## Assignment
Search the records for "leaf". Report every line where it occurs.
+++
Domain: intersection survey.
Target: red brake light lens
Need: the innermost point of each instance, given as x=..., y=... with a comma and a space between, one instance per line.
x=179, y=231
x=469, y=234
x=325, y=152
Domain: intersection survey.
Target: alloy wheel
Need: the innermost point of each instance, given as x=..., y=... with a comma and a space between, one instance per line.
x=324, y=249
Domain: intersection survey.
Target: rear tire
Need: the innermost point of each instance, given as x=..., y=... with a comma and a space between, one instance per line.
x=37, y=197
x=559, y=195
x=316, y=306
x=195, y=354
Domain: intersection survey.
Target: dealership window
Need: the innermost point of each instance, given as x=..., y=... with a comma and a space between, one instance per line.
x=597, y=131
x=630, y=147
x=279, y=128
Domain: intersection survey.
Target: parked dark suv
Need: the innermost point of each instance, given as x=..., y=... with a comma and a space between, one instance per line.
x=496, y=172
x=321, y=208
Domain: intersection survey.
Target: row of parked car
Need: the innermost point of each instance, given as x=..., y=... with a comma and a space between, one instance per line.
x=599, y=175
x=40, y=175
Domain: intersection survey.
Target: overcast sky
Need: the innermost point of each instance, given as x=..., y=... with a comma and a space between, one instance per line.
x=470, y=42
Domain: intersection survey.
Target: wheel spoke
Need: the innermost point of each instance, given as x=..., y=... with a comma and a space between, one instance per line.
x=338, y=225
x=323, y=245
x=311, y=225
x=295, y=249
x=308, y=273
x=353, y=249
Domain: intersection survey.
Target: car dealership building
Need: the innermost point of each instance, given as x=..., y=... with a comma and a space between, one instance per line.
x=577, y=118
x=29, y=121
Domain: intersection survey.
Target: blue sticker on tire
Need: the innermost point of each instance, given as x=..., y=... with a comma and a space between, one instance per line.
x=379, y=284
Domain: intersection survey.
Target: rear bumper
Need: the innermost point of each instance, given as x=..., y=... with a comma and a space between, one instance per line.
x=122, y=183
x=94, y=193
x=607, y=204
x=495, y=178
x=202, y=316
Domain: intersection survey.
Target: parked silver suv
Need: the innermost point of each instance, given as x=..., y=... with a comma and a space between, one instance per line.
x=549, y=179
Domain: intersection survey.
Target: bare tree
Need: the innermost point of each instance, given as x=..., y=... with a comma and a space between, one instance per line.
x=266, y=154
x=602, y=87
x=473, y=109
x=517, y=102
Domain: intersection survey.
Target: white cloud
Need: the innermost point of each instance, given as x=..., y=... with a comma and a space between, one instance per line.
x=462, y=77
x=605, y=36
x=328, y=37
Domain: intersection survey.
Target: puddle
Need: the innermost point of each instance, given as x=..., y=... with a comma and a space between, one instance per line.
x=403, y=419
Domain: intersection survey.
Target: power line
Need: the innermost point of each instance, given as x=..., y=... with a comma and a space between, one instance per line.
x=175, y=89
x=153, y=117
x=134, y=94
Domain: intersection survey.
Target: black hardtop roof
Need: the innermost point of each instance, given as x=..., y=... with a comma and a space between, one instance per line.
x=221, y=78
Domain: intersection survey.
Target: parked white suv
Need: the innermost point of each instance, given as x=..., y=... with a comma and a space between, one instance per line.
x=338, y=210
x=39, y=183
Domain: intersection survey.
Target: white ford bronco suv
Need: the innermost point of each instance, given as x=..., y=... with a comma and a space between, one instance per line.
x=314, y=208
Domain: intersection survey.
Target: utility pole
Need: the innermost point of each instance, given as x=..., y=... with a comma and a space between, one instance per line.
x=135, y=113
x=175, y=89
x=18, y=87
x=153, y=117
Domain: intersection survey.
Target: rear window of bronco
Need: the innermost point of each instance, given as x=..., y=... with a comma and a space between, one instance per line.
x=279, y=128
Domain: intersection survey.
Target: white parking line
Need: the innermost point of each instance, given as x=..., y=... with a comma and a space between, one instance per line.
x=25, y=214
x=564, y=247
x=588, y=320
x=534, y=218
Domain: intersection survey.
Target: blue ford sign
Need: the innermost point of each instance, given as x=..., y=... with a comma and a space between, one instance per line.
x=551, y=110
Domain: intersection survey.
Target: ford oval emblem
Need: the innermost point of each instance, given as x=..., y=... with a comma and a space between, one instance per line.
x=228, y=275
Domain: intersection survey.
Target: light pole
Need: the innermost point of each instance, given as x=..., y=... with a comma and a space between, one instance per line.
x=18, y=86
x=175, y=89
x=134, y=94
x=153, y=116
+++
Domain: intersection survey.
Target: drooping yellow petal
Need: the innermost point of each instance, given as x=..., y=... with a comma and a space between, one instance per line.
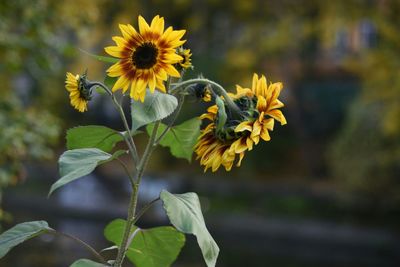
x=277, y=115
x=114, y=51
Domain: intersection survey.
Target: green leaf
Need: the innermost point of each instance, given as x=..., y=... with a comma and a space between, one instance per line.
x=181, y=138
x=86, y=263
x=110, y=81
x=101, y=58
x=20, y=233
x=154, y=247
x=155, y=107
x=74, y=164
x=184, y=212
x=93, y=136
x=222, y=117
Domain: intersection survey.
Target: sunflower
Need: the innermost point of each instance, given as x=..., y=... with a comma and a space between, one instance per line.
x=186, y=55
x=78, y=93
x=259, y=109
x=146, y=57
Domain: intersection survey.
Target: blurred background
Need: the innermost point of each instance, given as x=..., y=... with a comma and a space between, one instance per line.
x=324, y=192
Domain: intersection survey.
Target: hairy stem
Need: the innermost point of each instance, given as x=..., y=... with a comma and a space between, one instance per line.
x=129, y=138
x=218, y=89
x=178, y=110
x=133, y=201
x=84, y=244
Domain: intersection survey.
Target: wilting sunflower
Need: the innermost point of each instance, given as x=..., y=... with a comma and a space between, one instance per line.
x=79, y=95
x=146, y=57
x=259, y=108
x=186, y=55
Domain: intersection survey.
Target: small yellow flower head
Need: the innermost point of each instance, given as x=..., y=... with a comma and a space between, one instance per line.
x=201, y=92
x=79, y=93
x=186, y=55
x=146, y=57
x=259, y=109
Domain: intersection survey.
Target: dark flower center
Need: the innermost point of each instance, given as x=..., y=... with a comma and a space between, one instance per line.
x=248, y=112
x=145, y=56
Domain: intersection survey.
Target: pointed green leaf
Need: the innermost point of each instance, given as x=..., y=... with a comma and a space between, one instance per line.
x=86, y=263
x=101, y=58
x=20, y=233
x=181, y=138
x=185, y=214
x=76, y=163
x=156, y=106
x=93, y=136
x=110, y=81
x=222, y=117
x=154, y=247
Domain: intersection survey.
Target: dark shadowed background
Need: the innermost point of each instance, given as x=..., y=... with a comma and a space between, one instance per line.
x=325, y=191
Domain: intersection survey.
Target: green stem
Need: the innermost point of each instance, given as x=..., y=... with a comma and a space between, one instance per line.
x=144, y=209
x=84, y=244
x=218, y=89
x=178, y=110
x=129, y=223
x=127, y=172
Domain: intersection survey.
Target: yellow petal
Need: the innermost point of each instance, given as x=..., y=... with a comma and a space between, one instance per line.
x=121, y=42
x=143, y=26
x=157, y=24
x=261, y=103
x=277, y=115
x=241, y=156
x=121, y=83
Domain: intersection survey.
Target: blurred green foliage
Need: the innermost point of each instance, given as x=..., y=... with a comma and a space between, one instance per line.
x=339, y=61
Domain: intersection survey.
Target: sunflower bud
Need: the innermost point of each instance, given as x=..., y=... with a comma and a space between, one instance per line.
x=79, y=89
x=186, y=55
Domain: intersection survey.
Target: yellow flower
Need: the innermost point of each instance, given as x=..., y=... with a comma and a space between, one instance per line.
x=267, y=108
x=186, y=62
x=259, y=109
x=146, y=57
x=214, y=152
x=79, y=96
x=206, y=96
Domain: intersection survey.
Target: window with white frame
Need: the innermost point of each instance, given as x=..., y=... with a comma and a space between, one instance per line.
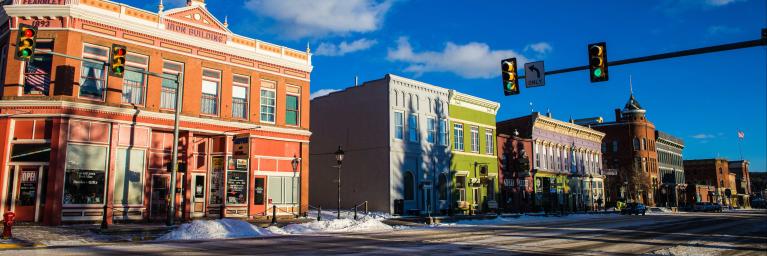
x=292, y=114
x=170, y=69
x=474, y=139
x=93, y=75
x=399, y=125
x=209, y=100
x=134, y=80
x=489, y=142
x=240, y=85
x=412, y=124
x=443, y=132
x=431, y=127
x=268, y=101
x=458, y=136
+++
## Answer to this task
Target: green leaf
Target: pointed green leaf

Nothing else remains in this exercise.